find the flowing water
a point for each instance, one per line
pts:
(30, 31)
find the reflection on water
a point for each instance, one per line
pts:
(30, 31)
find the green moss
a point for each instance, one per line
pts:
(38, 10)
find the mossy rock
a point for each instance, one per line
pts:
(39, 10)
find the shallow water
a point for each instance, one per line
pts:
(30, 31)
##########
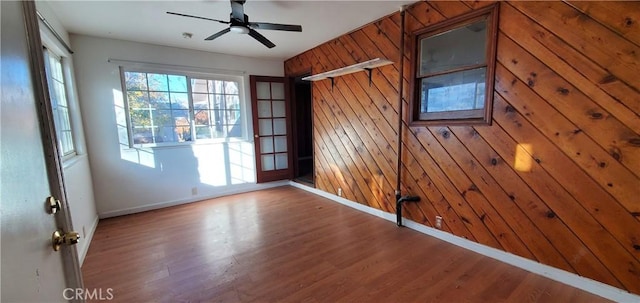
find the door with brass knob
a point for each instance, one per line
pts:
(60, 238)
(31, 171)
##########
Your task> Scan the listing above and copy all lines containing the word "find".

Answer to the problem>
find the flowing water
find the reflection on water
find the green moss
find the mossy rock
find the shallow water
find the door with brass knob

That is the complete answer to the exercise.